> **GIVEN REQUEST**: Retype every one of the records below word for word, line by line.

> **ENTRIES PROVIDED**:
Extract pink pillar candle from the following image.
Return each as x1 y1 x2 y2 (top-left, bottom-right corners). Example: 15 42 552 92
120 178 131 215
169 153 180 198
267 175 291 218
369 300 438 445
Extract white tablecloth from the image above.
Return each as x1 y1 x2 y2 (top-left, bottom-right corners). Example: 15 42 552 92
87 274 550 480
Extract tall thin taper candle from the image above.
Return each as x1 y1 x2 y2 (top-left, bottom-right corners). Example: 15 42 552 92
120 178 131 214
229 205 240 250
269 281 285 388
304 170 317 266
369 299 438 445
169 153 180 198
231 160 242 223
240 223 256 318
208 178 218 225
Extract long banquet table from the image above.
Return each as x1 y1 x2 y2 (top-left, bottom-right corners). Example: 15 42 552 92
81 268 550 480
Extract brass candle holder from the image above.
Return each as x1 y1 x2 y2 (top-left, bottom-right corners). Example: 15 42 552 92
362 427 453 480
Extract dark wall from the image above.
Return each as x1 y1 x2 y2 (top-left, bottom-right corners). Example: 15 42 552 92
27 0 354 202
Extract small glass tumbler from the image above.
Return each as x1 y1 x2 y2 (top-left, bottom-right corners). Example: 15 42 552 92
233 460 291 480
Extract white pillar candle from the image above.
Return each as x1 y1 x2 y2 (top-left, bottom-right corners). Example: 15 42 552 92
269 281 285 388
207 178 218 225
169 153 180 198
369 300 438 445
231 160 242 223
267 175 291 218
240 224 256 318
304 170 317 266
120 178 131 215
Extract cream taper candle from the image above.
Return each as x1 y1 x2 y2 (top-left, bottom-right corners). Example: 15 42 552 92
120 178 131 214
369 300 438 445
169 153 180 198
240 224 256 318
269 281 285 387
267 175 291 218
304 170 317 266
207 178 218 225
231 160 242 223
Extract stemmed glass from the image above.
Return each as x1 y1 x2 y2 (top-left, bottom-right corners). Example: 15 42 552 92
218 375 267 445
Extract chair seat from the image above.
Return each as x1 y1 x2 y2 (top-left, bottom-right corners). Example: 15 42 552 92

> **FULL SOLUTION**:
Extract pink pillar candle from the following image.
Return each as x1 y1 x2 y2 (top-left, bottom-right corners). Example: 15 42 552 92
120 178 131 215
169 153 180 198
267 175 291 218
369 300 438 445
Extract white tablecloth from the image above.
Return each as x1 y1 x2 y2 (top-left, bottom-right corners). Example: 15 42 552 92
87 274 550 480
Extract tall thin taper candle from the image above.
Return each as x1 y1 x2 y2 (top-left, bottom-right corners). Example: 15 42 552 92
120 178 131 214
229 205 240 250
269 281 285 388
304 170 317 266
369 299 438 445
169 153 180 198
231 160 242 223
240 223 256 318
208 178 218 225
Extract long banquet table from the image above.
Return each as x1 y1 x2 y2 (top-left, bottom-right corners). Example: 15 42 552 92
81 268 550 480
Extract brass candle holder from the image above.
Return each as x1 y1 x2 y2 (top-left, bottom-right corners). Example: 15 42 552 92
362 427 453 480
Extract dark wall from the image above.
Return each as x1 y1 x2 y2 (top-left, bottom-right corners). Example: 15 42 552 92
27 0 354 202
Extract small glass tumbler from the image above.
Return each as x1 y1 x2 y2 (top-left, bottom-right corners). Example: 15 42 552 92
233 460 291 480
Extract white pillar candle from the image above.
Return each as x1 y1 x2 y2 (top-left, bottom-right corners). Example: 15 42 552 92
269 281 285 388
207 178 218 225
169 153 180 198
369 300 438 445
231 160 242 223
267 175 291 218
240 224 256 318
304 170 317 266
120 178 131 215
Extract cream taper candle from the image above.
Return each as x1 y1 x2 y2 (top-left, bottom-right corners). Example: 15 42 552 92
120 178 131 214
369 300 438 445
169 153 180 198
240 224 256 318
269 281 285 387
267 175 291 218
304 170 317 266
207 178 218 225
231 160 242 223
Extract stemmed glass from the image above.
Return each as x1 y1 x2 y2 (top-left, bottom-right corners). Example: 15 42 552 92
218 375 267 445
Extract chair seat from the image above.
Return each as x1 y1 x2 y2 (top-left, bottom-right corners). Example: 15 42 552 92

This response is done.